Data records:

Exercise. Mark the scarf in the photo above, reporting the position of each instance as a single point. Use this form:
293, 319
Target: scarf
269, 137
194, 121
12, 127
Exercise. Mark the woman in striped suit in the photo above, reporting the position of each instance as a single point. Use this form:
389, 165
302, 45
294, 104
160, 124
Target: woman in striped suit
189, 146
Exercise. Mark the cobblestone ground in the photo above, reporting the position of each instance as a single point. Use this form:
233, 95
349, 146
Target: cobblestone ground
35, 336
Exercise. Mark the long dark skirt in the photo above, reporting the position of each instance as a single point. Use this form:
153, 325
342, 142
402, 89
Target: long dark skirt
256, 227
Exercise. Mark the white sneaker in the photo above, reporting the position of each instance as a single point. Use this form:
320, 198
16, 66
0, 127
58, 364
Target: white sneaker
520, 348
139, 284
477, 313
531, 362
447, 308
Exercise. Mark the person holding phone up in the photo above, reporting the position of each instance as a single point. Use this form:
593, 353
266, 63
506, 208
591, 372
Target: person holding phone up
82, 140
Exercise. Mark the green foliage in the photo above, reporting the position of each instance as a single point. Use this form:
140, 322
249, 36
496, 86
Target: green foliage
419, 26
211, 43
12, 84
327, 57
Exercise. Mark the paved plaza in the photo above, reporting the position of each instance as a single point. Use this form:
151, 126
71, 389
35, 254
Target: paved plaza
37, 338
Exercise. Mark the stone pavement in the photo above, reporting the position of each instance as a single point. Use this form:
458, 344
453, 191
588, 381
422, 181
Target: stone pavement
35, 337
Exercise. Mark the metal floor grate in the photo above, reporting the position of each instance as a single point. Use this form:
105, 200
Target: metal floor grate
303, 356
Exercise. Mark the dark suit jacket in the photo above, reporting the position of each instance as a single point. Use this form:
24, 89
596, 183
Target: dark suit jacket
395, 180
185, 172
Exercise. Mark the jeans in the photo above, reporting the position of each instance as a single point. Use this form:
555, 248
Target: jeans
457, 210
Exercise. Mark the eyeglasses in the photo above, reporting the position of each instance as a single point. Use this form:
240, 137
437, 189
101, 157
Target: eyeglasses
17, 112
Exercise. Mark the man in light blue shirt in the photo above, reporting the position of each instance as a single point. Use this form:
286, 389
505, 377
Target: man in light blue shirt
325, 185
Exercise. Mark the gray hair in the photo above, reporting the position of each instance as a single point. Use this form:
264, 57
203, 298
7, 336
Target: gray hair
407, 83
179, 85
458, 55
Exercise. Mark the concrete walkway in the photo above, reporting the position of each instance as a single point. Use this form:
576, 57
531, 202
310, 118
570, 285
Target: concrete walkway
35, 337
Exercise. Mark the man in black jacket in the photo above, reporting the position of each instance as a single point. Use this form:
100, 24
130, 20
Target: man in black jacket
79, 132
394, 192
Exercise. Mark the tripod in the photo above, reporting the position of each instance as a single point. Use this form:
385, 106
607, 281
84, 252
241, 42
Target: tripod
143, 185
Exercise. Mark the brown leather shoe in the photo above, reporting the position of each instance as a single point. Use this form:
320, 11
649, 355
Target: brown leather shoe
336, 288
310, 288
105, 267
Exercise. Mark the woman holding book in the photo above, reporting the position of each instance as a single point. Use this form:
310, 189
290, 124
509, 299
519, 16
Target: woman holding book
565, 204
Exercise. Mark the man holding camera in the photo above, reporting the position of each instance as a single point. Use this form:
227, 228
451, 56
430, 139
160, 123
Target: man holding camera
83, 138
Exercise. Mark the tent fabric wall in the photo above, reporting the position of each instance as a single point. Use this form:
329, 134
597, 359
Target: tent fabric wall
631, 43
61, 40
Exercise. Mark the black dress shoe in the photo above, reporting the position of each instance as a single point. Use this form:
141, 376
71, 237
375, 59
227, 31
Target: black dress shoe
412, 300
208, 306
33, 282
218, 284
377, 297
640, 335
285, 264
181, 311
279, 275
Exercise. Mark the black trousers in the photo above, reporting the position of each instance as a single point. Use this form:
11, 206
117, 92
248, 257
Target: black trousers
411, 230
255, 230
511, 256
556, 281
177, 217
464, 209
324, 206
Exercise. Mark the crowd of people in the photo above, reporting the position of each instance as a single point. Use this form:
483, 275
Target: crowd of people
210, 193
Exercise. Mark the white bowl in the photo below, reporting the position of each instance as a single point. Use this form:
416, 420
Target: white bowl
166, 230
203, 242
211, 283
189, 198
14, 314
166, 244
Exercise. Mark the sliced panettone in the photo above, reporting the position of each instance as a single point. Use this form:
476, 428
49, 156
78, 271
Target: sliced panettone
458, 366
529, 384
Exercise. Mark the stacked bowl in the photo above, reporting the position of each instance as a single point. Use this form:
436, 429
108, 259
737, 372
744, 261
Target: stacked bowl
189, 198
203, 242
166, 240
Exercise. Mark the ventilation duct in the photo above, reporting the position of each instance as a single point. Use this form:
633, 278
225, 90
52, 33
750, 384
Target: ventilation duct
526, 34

==

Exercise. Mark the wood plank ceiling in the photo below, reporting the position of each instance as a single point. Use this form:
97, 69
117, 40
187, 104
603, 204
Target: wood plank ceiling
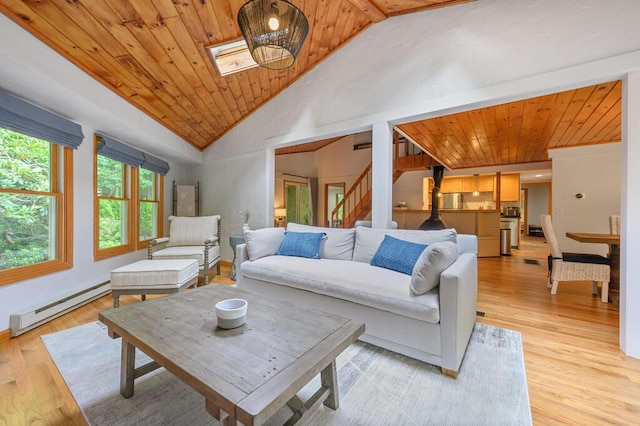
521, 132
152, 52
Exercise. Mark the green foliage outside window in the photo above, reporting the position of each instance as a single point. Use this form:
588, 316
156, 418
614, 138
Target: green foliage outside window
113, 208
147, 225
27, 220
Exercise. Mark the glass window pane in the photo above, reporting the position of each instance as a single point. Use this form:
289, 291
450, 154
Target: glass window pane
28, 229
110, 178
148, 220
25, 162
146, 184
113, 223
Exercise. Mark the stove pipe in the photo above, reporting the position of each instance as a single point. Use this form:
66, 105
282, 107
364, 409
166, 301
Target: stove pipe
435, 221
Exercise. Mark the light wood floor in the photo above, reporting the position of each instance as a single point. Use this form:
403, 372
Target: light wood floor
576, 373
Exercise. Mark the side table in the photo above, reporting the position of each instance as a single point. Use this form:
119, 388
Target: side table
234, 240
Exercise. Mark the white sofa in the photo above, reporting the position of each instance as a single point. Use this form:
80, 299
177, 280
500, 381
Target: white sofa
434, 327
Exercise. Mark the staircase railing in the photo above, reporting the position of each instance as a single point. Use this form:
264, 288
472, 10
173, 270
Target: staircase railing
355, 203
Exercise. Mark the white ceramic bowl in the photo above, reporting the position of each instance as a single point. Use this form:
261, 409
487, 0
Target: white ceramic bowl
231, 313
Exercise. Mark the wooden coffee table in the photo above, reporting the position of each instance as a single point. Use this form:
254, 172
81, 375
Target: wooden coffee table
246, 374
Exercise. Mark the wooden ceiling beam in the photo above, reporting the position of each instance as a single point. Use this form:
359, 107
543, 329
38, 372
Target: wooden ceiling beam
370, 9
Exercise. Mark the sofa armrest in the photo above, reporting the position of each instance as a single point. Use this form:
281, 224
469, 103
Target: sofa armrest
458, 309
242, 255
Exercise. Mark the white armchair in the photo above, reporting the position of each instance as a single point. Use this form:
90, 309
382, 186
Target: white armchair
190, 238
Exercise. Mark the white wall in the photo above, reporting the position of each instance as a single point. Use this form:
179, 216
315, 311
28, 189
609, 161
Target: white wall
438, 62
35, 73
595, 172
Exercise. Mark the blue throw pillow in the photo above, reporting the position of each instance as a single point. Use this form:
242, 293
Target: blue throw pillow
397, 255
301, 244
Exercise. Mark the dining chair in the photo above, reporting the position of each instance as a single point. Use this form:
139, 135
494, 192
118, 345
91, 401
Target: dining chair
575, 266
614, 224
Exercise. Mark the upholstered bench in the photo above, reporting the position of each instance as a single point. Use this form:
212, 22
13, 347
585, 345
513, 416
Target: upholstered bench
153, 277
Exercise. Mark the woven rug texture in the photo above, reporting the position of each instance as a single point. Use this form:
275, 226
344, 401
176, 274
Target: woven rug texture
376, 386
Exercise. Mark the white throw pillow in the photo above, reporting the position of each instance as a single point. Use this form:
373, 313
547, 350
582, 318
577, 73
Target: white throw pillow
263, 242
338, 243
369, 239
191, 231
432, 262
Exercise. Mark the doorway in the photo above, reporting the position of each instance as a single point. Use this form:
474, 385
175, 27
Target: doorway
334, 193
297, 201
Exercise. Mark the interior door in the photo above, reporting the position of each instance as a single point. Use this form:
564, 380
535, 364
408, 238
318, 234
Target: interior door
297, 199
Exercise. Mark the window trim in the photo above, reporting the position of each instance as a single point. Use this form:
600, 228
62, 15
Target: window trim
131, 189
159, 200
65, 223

What to work on
Report only the number of lines above that contain "below".

Exercise answer
2